*WORK TASK*.
Repeat the data below in full and exactly.

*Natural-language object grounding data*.
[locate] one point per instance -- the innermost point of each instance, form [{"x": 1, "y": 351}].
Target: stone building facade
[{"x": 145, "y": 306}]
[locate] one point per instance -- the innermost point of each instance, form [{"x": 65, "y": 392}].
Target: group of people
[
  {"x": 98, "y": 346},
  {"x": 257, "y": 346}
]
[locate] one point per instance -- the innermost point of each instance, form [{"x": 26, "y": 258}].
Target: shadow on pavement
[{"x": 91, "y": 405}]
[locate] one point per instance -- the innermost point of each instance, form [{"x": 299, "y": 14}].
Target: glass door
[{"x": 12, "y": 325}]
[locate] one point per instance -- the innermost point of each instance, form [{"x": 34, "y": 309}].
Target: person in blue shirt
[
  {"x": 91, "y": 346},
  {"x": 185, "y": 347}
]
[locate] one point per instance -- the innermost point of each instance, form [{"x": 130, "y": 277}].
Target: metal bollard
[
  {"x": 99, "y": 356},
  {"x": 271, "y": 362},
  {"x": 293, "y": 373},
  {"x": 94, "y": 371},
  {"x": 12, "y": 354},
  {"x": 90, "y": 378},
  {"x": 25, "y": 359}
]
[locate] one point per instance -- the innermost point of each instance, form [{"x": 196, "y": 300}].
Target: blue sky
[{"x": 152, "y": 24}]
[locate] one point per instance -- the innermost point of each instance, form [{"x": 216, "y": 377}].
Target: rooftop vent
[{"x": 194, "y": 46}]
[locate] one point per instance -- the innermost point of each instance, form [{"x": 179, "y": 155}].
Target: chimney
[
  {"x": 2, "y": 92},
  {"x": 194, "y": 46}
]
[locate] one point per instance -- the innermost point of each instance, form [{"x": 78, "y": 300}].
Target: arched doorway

*SOLVED PROBLEM*.
[locate] one point per instance -- the innermost point of each instance, form [{"x": 1, "y": 351}].
Target: stone building facade
[{"x": 145, "y": 306}]
[locate] one point per instance -- the innermost point of each instance, form [{"x": 65, "y": 392}].
Target: group of people
[
  {"x": 98, "y": 346},
  {"x": 257, "y": 346}
]
[locate] one point per instance -- the innermost point of each instance, form [{"x": 26, "y": 258}].
Target: shadow on pavement
[{"x": 91, "y": 405}]
[locate] one point per instance -- the innermost point of each instance, form [{"x": 299, "y": 14}].
Target: glass door
[{"x": 12, "y": 325}]
[locate] one point per instance -- the innermost point of each instance, form [{"x": 34, "y": 309}].
Target: person in blue shirt
[
  {"x": 91, "y": 346},
  {"x": 185, "y": 347}
]
[locate] one point per instance -- the innermost point of each instance, form [{"x": 130, "y": 277}].
Target: metal bollard
[
  {"x": 99, "y": 356},
  {"x": 271, "y": 362},
  {"x": 293, "y": 373},
  {"x": 94, "y": 371},
  {"x": 12, "y": 354},
  {"x": 90, "y": 378},
  {"x": 25, "y": 359}
]
[locate] one point per instance -- the innermost point of each instance, form [{"x": 196, "y": 300}].
Target: blue sky
[{"x": 152, "y": 24}]
[locate] one point per instance -- the innermost point of each instance, form [{"x": 216, "y": 377}].
Target: rooftop vent
[{"x": 194, "y": 46}]
[locate] one point per instance -- the innermost point of each instance, form [{"x": 179, "y": 155}].
Target: chimney
[
  {"x": 2, "y": 92},
  {"x": 194, "y": 46}
]
[locate] one point per instance -- the innermost point of each instance, form [{"x": 78, "y": 300}].
Target: arched doorway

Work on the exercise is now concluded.